* Short exercise 1
Count the lines in the records below that contain the string "plastic", treating uppercase and lowercase as different. Reply with the number only.

### Supplied passage ###

# Cleaning of RequestForPayment.xes

In [None]:
import pm4py
import pandas as pd
import matplotlib.pyplot as plt

In [None]:
# Load the XES file and convert it to a DataFrame
xes_filename = '../datasets/RequestForPayment.xes'
log = pm4py.read_xes(xes_filename)
df = pm4py.convert_to_dataframe(log)

df

In [None]:
# Rename the column
df = df.rename(columns={'case:Rfp_id': 'case:id'})

# Convert the 'case:id' column to string type
df['case:id'] = df['case:id'].astype(str)

In [None]:
# Display the DataFrame information
df.info()

In [None]:
# List the columns in the DataFrame
df.columns

In [None]:
# Compute frequency of activities
activity_counts = df["concept:name"].value_counts()
print("Frequency of Activities:\n", activity_counts)
print(type(activity_counts))

In [None]:
#Count unique case:id values
unique_case_ids = df['case:id'].nunique()

print(f"Number of unique case id: {unique_case_ids}")

In [None]:
# Check for NaN values across all columns
nan_counts = df.isnull().sum()

# Display only columns that have NaN values
print("Count of NaN values per column:")
print(nan_counts[nan_counts > 0]) 

if nan_counts.sum() == 0:
    print("\nNo NaN values found in the DataFrame.")
else:
    print(f"\nTotal NaN values found: {nan_counts.sum()}")

In [None]:
# Count the unknown activities
unknwon_count = df['case:Activity'].astype(str).str.contains('UNKNOWN').sum()

# Calculate the percentage of unknown activities
percentage_unknown = (unknwon_count / len(df)) * 100

print(f"Found {unknwon_count} UNKNOWN actvities, {percentage_unknown:.2f}% of total rows")

In [None]:
# Get counts of each unique value in 'case:Activity'
activity_counts = df['case:Activity'].value_counts()

# Get percentages of each unique value in 'case:Activity'
activity_percentages = df['case:Activity'].value_counts(normalize=True) * 100

# Combine them
combined_activity_info = pd.DataFrame({
    'Count': activity_counts,
    'Percentage': activity_percentages
})

### Supplied entries ###

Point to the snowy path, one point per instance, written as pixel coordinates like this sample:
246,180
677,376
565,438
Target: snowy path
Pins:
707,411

###
### Supplied entries ###

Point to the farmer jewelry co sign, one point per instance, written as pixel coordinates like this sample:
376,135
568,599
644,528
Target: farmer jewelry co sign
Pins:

###
### Supplied entries ###

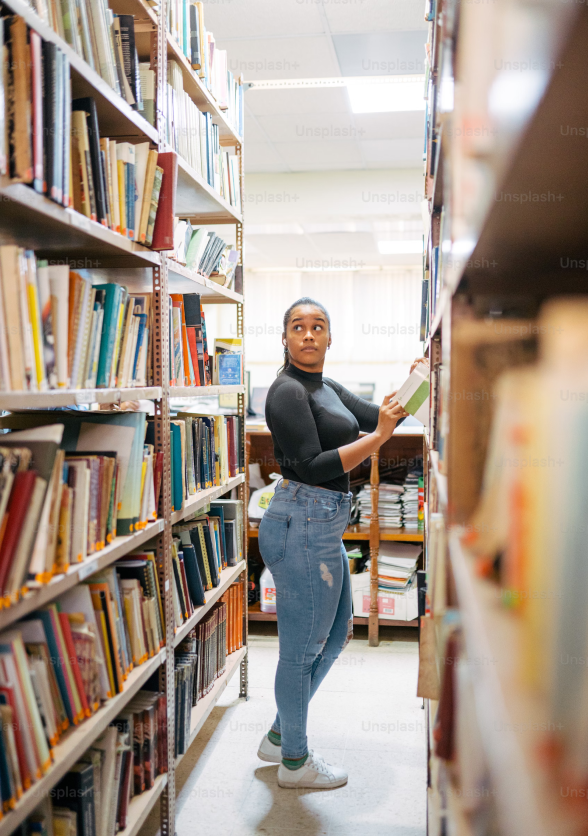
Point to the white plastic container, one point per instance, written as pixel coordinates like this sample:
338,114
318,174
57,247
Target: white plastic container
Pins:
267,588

###

* Short exercise 2
Pick up the RequestForPayment.xes cleaning notebook above at its final line and keep writing it.

* Response 1
2

* Response 2
print("Counts and Percentages of each unique value in 'case:Activity':")
print(combined_activity_info)

In [None]:
# Get and display the variants

variants = pm4py.get_variants(
    df,
    activity_key='concept:name',
    case_id_key='case:id',
    timestamp_key='time:timestamp'
)

print(variants)

In [None]:
# Also for variants, but provides a batter overview of the variants and their frequencies

variants_df = pm4py.get_variants_paths_duration(
    df,
    activity_key='concept:name',
    case_id_key='case:id',
    timestamp_key='time:timestamp'
)

variants_df

In [None]:
# Dataframe with sorting of the variants
variants = variants_df.groupby('@@variant_column').agg({'@@variant_count': 'first'}).reset_index()

# Sorting the DataFrame by '@@variant_count' column in descending order
variants = variants.sort_values(by='@@variant_count', ascending=False).reset_index(drop=True) # This resets the index after sorting. drop=True ensures the old index is not added as a new column.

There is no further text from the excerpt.